# [TASKS FOR THIS EXERCISE]
A: According to the essay on iki, how can the term be roughly translated into English?
B: Pick up the essay on iki where it stops and carry it forward.

# [DOCUMENT]
Japanese Prints: Iki
CURRICULUM

Kitagawa Utamaro, The Treasure of Children Compared to the Arts of the Geisha (#108), ca. 1800

Kitagawa Utamaro, from the series Beautiful Women in Imitation of the Chushingura, #107, late 1790s

Kitagawa Utamaro, Journey of a Princess, ca. 1780

Kitagawa Utamaro, from the series Beautiful Women in Imitation of the Chushingura, #107, late 1790s
Essay: ‘Iki’ (粋 / いき)
By Benjamin Hoffman
‘Iki’ (粋 / いき) refers to an aesthetic style and a disposition, or quality of the personality. It is world-weary and sensual, precise in its expression yet broad in its applicability. It can be translated roughly as ‘chic,’ or maybe ‘cool,’ (it has been called also ‘‘urbane, plucky stylishness”) and it has in common with these terms the fact that it can be applied to a person’s way of living as well as to objects. A person who displays iki is constantly aware of impermanence, and yet permits herself the experience of love – or at least lust – and aesthetic enjoyment; but never naively, or too eagerly, or without distance. She is aware of trends but tired of history. Iki involves a Buddhist longing for freedom from time and change. But iki is rooted in the everyday world, as a personal style and a quality of art and design. It is minimalistic but never ascetic. A simple black dress (or better yet gray) is iki. A habit is not; nor are sweatpants. Abstract expressionism can be iki: Barnett Newman, perhaps; de Kooning, no. As a ‘style’ in the broad sense, iki is a moral disposition, an aesthetic category, and a kind of religiosity, all at once. Among other Japanese aesthetic categories, like mono no aware, yugen, or wabi-sabi, iki is an ill-fit for schemas like that of the Kantian beautiful and the sublime, which draw a line around art and aesthetics, distinguishing these from morality and religion.

# [SUPPLIED INFORMATION]
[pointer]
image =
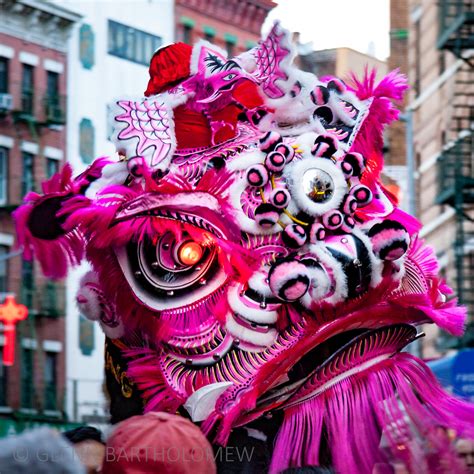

# [ANSWER LIST]
A: Roughly as "chic," or maybe "cool."

B:
Once you have set eyes on the vague traces of warm and sincere tears behind a bewitching, lightly-worn smile, you will have been able to grasp the manifestation of iki for the first time. Perhaps the ‘resignation’ in iki is a mood produced by over-ripeness and decadence. … the Buddhist world view is one which sees transmigration and transience as the form of the determined, and puts nothingness and nirvana as the principle of the non-determined. It is a religious view of life which basically preaches resignation in the face of evil karma and teaches contemplation towards fate. There is no doubt that such a view emphasizes this moment of transformation which reveals itself in iki. (Clark 43)
This passage, from Kuki Shuzo’s (1888-1941) The Structure of Iki (1930), was written in light of Japan’s ongoing process of modernization, as an investigation of modernity and tradition. Kuki was born twenty years after the 1868 start of the Meiji Restoration: a period of intentional, systematic modernization, following an 1853 appearance of British warships. An awareness of the demand for modernization, as a matter of Japan’s self-preservation, was coupled with concern about what would be lost and what could be preserved. Kuki received a western education, and at 23 converted to Catholicism. He studied in Heidelberg and Paris, where he was tutored in French by Jean-Paul Sartre (1905–80), and introduced the latter to the works of Martin Heidegger (1889-1976). Kuki was, therefore, a major influence in the development of Sartre’s existentialism, as presented in Being and Nothingness.
(For an introduction to Sartre’s existentialism, see “Existentialism is a Humanism.” )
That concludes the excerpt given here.